■ Task requirements: Please copy each of the items below word for word, changing nothing.

■ Material provided:
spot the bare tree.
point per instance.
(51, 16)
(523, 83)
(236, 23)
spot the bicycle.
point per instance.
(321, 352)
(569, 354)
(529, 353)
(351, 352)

■ Full answer:
spot the bare tree.
point per instance.
(51, 16)
(523, 83)
(236, 23)
spot the bicycle.
point per instance.
(321, 352)
(569, 354)
(529, 353)
(351, 352)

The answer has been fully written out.